— start GIVEN TEXT —

After observing marketing behaviour for more than 30 years, one thing continues to surprise me: how marketers behave when they step into a new role. They understand consistency. They know how precious distinctive brand assets are. And yet, on day one, they often succumb to the urge of throwing everything out of the window. A CEO I know calls it “ABMism” (Assistant Brand Manager-ism), and he’s made it his mission to stop it.

The core question for any brand looking to grow or renew relevance and in need of change is should you reinvent, revolutionise or evolve?

Sue Benson, Founder and CEO at The Behaviours Agency

Of course, there are times when change is necessary: when brand metrics are in decline; when there's a significant cultural shift; a competitor’s big move; or when change signals a broader business transformation. But let’s be honest – those things rarely align perfectly with a new job title.

So how do you know what kind of change is right?

The core question for any brand looking to grow or renew relevance and in need of change is should you reinvent, revolutionise or evolve?

At The Behaviours Agency, we believe in engineering memorability. By rooting every strategy in behavioural science– how people think, feel, and act – we focus on understanding consumer motivation, driving top-of-mind presence, and crafting distinctive assets.

Understanding the behavioural implications of each route gives you a framework to push back against ABMism – and make decisions that truly resonate. So let’s explore the three paths:

 

Reinvention: Rebuilding Perceptions from the Ground Up

Reinvention means a full departure: a new name, visual identity, and often a fresh brand narrative. It’s a high-stakes strategy, but sometimes a necessary one – particularly when existing associations are deeply negative or when a radical repositioning is needed. Think Tesla and the reinvention around its celebrity asset, Elon Musk.

Behaviourally, reinvention seeks to disrupt entrenched associations and build entirely new mental pathways through novel sensory cues – visuals, sounds, language.

But reinvention isn’t for the faint hearted. It requires big investment and sustained effort to forge new memories and earn trust. And crucially, it must be underpinned by real change in the business – plus a compelling story that earns consumer belief.

 

Revolution: Significant Shifts, Familiar Anchors

Revolution involves meaningful transformation – changes to core messaging, target audience, or even business model, all while retaining key brand assets. From a behavioural lens, this strategy uses recognition as an anchor while adapting to evolving market dynamics. Airbnb’s repositioning and Dunkin' dropping “Donuts” from its name, are great examples of brands that revolutionised without losing their essence.

— end GIVEN TEXT —

WHAT NEEDS TO BE DONE: Can you sum up the brand-change text in two sentences? The material after the text plays no part in this work.

— start RECORDED DATA —

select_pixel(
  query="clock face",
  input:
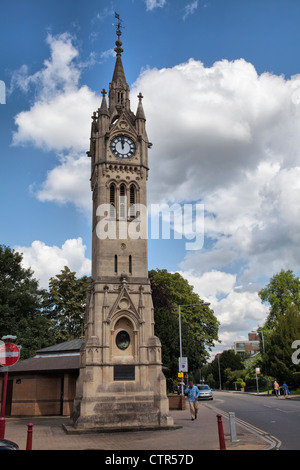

— end RECORDED DATA —

REPLY: Marketers starting a new role often throw out consistent, distinctive brand assets, a habit one CEO calls "ABMism," even though the real triggers for change rarely coincide with a new job title. For brands that need change, the choice is between reinvention, revolution and evolution: reinvention is a full departure requiring big investment and real business change, while revolution transforms messaging, audience or business model but keeps key brand assets.